## begin PROVIDED PASSAGE
Posted: Wed May 15, 2013 8:38 pm
by katzabellartist
A brief lowdown on my problem. I am an artist who has painted various local scenes in watercolour. I keep the originals but sell prints myself of them. The other week a a5 magazine landed on my mat. It is pure advertising with local businesses featured claiming to be a directory of trustworthy business and service providers.

My problem, one of my paintings is gracing the front cover with no credit or mention of me and has gone out to 30,000 households!. Not only that it is on their website and facebook page too.

I have wrote to them expressing my upset and got a message back saying there is no copyright sign attatched to it on my website and because i am not registerd with copyright there is nothing i can do about it!

I have the originals which are obviously signed by me. I also have a copy of newspaper articles of me in a local newspaper with the artwork when they did a small feature.
Are they breaching copyright even though i am not registered?. Is thete anything i can do about this as firstly i am devastated that ive been robbed and secondly they are offering £50 to the next cover designer in the form of a photography competition. would i be able to take them to court at all on this?!.

Thankyou in advance everyone.


Posted: Thu May 16, 2013 7:19 am
by AndyJ
Hi Kat,
This sounds very unprofessional on the part of the magazine producers. They should know that you do not need to register your work to obtain copyright, and secondly that having a copyright notice on the painting is not a requirement either.
You need to go back to them and quite forcefully insist on payment and an acknowledgement in a future edition. The fact that they admit taking this image from your website makes this infringement blatant, and presumably means that they have done this sort of thing before to others. If they prevaricate further, then you certainly have a strong case if you wanted to go to court. However that is is an expensive option (even though if you win you would most likely get your costs paid by the other side) so only one which you should use as a last resort. (Some details here)
If you would like some further advice and support, contact the Design and Artists Copyright Society. It may be worth you joining them anyway, to help protect your work in the future.

Posted: Thu May 16, 2013 9:29 pm
by katzabellartist
Thankyou so much. This confirms what i thought deep down and sets my mind at rest.!.

Thankyou once again


Posted: Mon May 27, 2013 9:44 am
by katzabellartist
I am afraid i return for further advice. Since this copyright infringement i have sent numerous emails to the guy who set up this magazine and runs it.

He has apologised and credited me on their facebook page and has agreed to acredit me to the work in the next issue. However with regards to the fee he has said he cannot afford to give me anything and thinks an apology should be enough.

I am reluctant to believe this as they were charging £500 for advertising space in this magazine and local businesses have obviously handed over money, also if it had not been a success i suspect a further issue would not be coming out!.

I have even sent emails saying make me an offer and ' what would you consider to be a fair price?', he has backtracked saying if i want to take him to court i wont get a penny. I keep saying i dont want to take him to court but he is refusing to pay a penny. I think its bad on his part to not even offer something as a goodwill jesture, i am not a greedy person.

But at the same time i feel it has devalued my work and also does not change the fact he has effectively stolen from me.
## end PROVIDED PASSAGE
§ **WRITTEN TASKS**:
1. Answer these about the copyright forum thread:
(a) How many households did the magazine with the painting on its cover go out to?
(b) Which organization did AndyJ suggest contacting for further advice and support?
(c) How much was the magazine charging for advertising space?
2. Carry on the copyright forum thread from its last post.
The listing has nothing to do with the copyright forum thread.
## begin RECORDS PROVIDED
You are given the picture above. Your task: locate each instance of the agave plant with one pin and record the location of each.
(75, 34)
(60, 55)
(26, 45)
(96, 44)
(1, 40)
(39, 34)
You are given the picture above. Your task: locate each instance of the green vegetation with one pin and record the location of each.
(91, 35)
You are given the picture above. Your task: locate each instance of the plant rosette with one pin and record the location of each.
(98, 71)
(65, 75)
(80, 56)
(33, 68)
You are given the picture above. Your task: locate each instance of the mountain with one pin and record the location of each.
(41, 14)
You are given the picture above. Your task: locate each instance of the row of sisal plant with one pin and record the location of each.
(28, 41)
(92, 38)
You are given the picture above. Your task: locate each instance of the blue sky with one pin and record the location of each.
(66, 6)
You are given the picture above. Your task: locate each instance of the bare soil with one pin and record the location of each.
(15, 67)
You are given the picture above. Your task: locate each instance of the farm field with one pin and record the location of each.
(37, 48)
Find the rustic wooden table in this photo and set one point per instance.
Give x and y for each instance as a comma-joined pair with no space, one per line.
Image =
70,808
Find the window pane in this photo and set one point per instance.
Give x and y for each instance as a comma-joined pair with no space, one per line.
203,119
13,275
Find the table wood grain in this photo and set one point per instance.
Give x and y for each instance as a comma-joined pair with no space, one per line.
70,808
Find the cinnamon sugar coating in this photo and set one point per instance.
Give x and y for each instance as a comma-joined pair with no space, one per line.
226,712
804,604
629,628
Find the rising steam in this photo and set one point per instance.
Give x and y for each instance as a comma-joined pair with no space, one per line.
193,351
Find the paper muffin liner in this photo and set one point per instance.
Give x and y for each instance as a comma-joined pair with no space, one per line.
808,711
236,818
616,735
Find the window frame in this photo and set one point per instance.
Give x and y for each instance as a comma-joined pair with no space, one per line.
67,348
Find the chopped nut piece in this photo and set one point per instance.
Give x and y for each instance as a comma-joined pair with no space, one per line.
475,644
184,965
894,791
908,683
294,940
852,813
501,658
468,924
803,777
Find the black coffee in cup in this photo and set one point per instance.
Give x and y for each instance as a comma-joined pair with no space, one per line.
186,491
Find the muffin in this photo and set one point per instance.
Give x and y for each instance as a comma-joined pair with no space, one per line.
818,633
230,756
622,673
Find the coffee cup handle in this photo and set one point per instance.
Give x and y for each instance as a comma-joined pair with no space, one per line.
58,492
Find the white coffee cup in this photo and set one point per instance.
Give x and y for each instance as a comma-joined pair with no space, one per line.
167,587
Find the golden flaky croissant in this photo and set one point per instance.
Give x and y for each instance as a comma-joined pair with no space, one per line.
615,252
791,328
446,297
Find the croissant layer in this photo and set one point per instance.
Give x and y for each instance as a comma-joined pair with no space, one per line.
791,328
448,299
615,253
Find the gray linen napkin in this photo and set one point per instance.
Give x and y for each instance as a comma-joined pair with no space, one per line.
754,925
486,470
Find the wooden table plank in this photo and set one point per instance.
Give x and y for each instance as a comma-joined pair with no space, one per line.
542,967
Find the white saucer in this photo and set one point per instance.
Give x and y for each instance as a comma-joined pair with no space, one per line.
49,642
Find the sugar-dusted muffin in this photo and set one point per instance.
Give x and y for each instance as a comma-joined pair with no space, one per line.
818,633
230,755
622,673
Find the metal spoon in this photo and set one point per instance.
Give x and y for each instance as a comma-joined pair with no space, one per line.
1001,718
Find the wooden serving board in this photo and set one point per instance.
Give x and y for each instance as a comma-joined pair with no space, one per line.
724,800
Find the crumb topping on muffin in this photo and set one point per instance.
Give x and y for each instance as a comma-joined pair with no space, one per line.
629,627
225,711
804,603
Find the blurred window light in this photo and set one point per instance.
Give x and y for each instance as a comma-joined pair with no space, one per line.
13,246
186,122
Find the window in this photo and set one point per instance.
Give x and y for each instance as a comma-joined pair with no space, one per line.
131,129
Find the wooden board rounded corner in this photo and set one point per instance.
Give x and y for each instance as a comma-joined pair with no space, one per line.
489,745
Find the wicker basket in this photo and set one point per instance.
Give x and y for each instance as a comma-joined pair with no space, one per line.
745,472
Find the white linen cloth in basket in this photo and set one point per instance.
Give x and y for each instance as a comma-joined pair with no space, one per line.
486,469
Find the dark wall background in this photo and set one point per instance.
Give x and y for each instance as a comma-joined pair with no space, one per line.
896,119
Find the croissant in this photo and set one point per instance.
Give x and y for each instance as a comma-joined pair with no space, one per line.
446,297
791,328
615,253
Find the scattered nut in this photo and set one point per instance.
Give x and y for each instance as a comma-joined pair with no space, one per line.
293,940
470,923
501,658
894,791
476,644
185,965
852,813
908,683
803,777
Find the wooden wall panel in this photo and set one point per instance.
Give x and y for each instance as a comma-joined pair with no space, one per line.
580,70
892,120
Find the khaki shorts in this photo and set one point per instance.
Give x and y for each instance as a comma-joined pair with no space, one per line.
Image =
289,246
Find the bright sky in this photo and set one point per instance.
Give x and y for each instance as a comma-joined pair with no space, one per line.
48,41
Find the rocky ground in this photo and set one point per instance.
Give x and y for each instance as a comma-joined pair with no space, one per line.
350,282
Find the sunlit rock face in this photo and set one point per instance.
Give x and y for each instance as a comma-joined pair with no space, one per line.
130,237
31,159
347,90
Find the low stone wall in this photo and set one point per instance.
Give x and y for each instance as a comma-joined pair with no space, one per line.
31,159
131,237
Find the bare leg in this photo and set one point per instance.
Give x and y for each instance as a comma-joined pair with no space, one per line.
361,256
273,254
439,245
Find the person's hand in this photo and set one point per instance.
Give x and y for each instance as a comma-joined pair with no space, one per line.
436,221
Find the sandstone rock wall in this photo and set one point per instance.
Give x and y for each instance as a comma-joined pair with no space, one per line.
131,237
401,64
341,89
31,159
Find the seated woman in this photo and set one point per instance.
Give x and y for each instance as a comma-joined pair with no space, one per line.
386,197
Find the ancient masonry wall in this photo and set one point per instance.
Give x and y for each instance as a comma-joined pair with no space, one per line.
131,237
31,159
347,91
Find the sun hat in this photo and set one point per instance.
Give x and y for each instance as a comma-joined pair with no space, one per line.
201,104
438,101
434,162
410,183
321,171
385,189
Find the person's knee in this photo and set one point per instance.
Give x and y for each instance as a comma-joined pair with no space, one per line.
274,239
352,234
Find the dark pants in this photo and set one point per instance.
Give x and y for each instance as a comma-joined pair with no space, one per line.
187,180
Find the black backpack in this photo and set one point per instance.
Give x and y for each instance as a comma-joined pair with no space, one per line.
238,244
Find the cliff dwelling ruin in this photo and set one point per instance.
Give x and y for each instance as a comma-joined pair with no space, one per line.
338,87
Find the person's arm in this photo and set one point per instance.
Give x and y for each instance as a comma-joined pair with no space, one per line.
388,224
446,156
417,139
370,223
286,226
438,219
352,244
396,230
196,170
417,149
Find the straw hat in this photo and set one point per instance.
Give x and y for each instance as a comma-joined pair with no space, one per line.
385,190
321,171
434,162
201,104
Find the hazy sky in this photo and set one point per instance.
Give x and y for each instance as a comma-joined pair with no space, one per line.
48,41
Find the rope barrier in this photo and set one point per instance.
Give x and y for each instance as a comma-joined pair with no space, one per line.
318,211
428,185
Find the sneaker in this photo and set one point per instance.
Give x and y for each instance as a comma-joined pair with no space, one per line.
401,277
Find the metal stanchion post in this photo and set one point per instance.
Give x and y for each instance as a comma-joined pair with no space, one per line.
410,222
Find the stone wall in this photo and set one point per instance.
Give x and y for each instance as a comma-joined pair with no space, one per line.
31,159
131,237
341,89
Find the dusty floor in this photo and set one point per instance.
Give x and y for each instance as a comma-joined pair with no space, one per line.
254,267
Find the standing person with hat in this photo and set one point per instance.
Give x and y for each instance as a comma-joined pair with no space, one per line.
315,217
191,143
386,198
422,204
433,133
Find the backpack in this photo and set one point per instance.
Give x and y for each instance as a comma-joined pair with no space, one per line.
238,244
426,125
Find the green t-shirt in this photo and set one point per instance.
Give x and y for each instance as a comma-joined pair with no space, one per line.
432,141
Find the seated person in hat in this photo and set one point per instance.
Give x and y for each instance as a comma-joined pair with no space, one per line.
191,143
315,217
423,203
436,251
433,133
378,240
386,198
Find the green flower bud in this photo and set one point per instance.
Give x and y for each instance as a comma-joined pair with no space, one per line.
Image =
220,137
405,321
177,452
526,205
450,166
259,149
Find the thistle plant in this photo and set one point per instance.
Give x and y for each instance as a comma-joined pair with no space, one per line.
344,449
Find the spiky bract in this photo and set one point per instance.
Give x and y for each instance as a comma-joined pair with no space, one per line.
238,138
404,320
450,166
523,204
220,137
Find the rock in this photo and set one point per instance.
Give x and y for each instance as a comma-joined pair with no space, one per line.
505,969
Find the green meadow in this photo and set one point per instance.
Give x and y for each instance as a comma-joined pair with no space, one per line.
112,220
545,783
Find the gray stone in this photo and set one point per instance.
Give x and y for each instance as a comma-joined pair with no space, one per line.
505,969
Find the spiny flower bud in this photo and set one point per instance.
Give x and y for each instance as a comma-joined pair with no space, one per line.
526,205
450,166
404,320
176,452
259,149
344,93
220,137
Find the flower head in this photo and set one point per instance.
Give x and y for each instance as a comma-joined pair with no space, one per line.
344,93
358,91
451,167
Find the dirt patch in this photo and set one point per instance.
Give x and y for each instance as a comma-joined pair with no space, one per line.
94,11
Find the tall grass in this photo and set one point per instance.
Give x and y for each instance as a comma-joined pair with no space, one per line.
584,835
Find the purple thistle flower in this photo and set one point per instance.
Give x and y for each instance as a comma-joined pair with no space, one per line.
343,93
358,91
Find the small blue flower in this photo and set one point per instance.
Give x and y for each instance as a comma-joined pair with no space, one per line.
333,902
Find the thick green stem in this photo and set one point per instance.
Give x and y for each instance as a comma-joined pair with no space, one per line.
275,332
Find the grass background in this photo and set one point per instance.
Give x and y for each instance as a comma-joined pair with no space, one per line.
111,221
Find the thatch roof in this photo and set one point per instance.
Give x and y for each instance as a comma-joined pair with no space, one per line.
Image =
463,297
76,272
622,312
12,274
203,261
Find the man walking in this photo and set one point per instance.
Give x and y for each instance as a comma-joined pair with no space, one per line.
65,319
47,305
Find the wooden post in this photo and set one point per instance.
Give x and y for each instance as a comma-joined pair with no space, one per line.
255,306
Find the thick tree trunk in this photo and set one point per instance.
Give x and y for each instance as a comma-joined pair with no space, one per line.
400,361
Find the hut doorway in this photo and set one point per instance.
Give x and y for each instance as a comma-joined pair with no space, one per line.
## end RECORDS PROVIDED
§ **SOLVED TASKS**:
1.
(a) 30,000 households.
(b) The Design and Artists Copyright Society.
(c) £500.

2.
I am writing this with a view of taking things further, having looked into it i believe i would be going down the small claims track of The Patent County court. I just wondered if yourself or any other members have done this before and what forms i need. Is it an N1 the same as the normal small claims?... also can i stand for myself without a solicitor?, i did not want it to come to this but the guy is not forthcoming.I have said that to him in the last message that he has left me no choice but to take it further. His response was ' see you at the hearing.

Even if i dont see the money, i feel i have to do this, in my heart i cant let him get away with it.



Posted: Mon May 27, 2013 6:48 pm
by AndyJ
Hi Kat,
While you are justified in feeling upset by what has happened, you need to be cool and objective about how you proceed. You should certainly not contemplate going to court over an issue of principle without considering some alternatives.
The first point is, what do you think your work is worth? Have you sold other similar paintings either to individuals or for publication which you can use as a basis for justifying what you think this particular usage is worth. Don't try and calculate what it is worth to the magazine (ie what they may have paid others in the past), although it is important to take into account the magazine's circulation, since the amount of exposure could undermine the residual value in the painting to be further licensed. Bear in mind that since you have not given away any rights in relation to this painting, you can still sell the original or, as just mentioned, license use of the image to other publications etc. Once you have a clear idea of the value - which you would be able to use to support your claim in court - then consider your next step. If the figure is too low, say under £100, then the court may well consider bringing a case before it is not a good use of their time unless the defendant clearly intends not to defend it. The cost of running the court for a morning, which a case like yours might take, would run into thousands of pounds, and if all you stand to gain is £100 plus the very limited costs involved in bringing your own claim (which in fact would not be a gain as you would be recovering expenditure already made to cover phone calls, letters etc and your own time away from your normal work), then you can see how that is not an efficient use of the court.
That said, the PCC Small Claims track works very much like the normal county court small claims route, except of course that the court sits in London (so you may need to factor in travel costs and time). There are fees to be paid to lodge a claim, but they are reasonable. And yes, you can represent yourself without a solicitor or barrister. It may even be that the case can be decided on paper without a formal hearing. Much will depend on how the magazine responds to your claim.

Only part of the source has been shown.